→ **AIM OF THE EXERCISE**
Can you pick up the piece on the downsides of GM crops after its last sentence and continue it in the same voice?

→ **GIVEN PASSAGE**
Content starts

GM Crops: some downsides

I am against the wholesale introduction of GM (Genetically Modified) crops.

I realize that under specific situations those crops create larger yields or are cheaper to weed or insecticide (as they are resistant to, say, Roundup ™). Here are some of the potential downsides of GM crops:

  • Many are sterile. You have to buy new seeds every year.
  • Monocultures (which they all are) have no genetic variability. If there is a drift, or gradient, of conditions across a field or across a country, small variations in natural plants allow some optimization for differing conditions (light, heat, water, soil quality, and so on). As climate change continues, monocultures will uniformly find themselves with yesterday’s optimization to today’s real world.
  • Monocultures are frequently self-sterile. You cannot fertilize a Bosc pear with another Bosc pear, as both trees think it’s their own pollen. Flowering plants in general implement strategies for self-sterility as crosses are the secret to remixing genes and staying ahead of parasites. See W.D.Hamilton, The Narrow Roads of Gene Land, Volume II for details. Or later researchers.

Content ends

→ **GIVEN ENTRIES**
Content starts

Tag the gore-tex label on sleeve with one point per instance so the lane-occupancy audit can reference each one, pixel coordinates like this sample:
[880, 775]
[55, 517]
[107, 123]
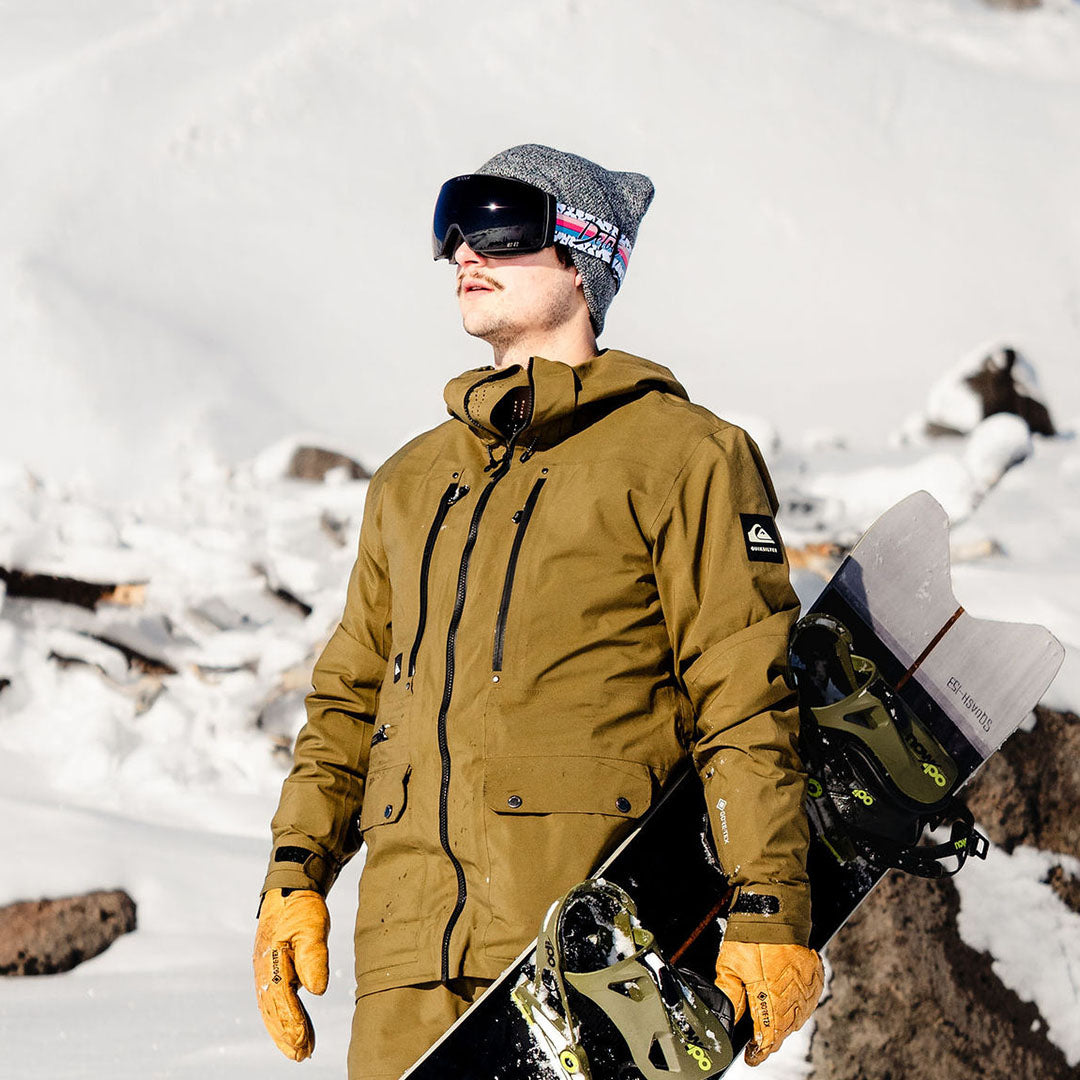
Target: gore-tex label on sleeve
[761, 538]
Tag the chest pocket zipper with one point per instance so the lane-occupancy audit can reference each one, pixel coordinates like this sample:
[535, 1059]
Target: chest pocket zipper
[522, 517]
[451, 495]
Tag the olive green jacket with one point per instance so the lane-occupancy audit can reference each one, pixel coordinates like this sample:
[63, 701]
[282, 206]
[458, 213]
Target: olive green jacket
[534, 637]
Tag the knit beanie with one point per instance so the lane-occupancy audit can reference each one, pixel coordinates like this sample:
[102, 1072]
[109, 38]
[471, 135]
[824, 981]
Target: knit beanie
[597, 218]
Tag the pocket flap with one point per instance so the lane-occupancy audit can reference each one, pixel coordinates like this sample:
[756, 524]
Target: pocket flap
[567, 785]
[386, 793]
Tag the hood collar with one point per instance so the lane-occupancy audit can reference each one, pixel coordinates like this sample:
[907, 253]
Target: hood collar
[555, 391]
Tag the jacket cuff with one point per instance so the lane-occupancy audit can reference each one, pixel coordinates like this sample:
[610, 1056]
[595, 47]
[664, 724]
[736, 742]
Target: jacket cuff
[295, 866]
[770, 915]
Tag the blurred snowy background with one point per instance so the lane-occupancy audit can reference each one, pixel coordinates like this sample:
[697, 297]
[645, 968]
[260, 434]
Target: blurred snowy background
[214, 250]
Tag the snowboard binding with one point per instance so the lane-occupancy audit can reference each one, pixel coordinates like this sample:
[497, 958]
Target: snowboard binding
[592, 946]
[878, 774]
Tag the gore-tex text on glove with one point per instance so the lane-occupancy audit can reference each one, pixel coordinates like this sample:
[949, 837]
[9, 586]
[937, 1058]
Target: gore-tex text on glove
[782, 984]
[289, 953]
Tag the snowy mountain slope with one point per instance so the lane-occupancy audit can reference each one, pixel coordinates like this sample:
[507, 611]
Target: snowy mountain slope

Content ends
Content starts

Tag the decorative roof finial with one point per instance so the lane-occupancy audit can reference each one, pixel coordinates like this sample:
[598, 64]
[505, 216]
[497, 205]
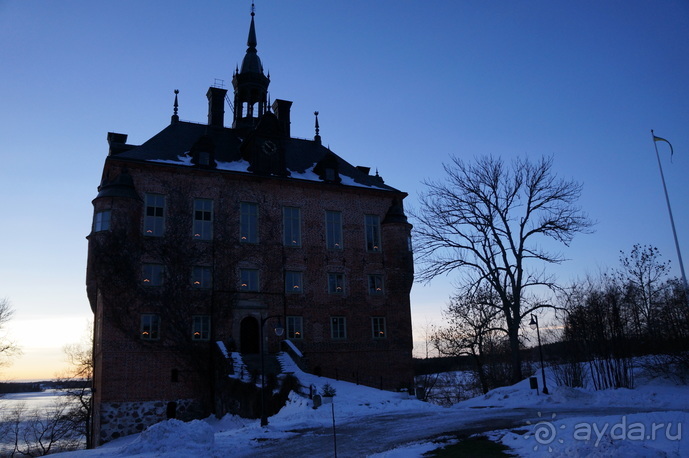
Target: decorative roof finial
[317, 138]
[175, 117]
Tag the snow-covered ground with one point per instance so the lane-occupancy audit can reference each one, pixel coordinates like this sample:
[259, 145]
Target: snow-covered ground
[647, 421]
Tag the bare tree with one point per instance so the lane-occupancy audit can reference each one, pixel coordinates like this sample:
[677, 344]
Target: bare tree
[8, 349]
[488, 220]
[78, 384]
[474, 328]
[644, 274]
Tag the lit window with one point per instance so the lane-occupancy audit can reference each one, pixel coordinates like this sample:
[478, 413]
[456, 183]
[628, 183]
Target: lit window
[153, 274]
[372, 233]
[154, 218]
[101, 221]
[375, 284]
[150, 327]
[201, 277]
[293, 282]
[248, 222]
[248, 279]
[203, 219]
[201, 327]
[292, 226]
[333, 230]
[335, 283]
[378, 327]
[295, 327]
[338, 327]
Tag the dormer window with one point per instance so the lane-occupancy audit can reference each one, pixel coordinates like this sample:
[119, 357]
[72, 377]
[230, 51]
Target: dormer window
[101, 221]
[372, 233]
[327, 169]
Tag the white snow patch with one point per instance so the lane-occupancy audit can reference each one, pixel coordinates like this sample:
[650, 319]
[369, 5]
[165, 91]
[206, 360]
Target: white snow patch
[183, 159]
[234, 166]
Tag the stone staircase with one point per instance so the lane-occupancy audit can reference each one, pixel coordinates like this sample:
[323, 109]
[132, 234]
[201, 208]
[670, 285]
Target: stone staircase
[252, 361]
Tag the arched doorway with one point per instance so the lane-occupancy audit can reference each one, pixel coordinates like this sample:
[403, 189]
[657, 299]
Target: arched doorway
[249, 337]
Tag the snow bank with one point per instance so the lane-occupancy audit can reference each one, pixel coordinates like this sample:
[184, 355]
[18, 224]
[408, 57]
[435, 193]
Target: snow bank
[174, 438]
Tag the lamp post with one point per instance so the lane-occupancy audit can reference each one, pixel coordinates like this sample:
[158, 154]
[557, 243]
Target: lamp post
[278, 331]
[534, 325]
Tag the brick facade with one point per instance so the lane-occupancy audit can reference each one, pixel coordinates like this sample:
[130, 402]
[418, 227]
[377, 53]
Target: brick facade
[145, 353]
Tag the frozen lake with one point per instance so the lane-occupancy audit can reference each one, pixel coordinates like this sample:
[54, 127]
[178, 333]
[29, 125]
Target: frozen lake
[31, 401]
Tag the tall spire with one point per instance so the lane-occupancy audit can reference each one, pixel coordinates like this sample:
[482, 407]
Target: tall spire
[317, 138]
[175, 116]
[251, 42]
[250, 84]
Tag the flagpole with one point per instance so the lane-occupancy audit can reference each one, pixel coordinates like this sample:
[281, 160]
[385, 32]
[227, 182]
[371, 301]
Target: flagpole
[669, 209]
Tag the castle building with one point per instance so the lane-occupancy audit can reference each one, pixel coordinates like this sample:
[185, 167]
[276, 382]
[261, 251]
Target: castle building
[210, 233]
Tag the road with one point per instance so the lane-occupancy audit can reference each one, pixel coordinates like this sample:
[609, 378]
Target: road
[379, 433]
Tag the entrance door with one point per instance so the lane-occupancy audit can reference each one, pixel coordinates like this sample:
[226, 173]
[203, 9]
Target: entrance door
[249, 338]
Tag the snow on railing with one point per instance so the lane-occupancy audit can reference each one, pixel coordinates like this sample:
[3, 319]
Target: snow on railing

Content ends

→ **OUTPUT OF THE TASK**
  • Gene flow from engineeered plants to nearby plants does happen. There was an experiment in Nature whereby they put genes into the chloroplasts of a plant, with promoters that work in the chloroplast and with ones that work in the nucleus. The point was, if the gene showed up in a chloroplast, it might (for example) fluoresce green, and if the nearby gene showed up in a cell nucleus, it might fluoresce yellow. The idea was to see if these genes, theoretically trapped in the chloroplast and thus not included in the pollen, could somehow get into nearby fields. They could. The frequency was low, but when you consider the enormous amount of pollen and nearby fields, obviously inserted genes are going to escape. That means our genetically engineered invulnerability to Roundup (TM) could spread to noxious weeds, despite GM companies telling us that it cannot.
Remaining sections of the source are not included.